*** DATA PROVIDED ***
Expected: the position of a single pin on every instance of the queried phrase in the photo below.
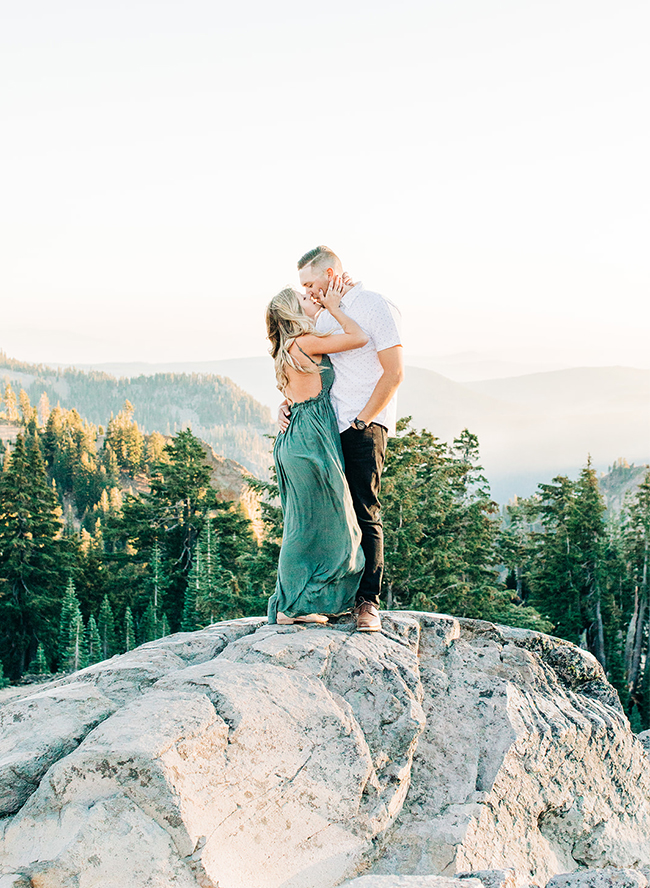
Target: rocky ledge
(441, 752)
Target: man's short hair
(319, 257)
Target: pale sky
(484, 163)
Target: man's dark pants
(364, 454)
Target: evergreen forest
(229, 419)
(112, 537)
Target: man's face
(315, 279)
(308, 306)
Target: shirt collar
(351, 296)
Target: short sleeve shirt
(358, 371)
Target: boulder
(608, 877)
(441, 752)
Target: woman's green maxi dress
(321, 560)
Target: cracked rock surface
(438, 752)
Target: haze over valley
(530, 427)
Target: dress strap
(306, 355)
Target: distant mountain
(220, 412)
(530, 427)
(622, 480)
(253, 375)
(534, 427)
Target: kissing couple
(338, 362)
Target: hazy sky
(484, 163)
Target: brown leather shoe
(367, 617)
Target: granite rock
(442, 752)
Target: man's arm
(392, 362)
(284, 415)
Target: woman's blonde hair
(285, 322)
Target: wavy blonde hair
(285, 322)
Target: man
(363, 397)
***
WHAT IS REQUIRED:
What you return must be the lines from the line holding "Target: brown leather shoe" through the final line of the material, word for word, and nothing more.

TASK RESULT:
Target: brown leather shoe
(367, 617)
Target: granite rock
(442, 752)
Target: man's arm
(392, 362)
(284, 415)
Target: woman's blonde hair
(285, 322)
Target: wavy blonde hair
(285, 322)
Target: man
(363, 397)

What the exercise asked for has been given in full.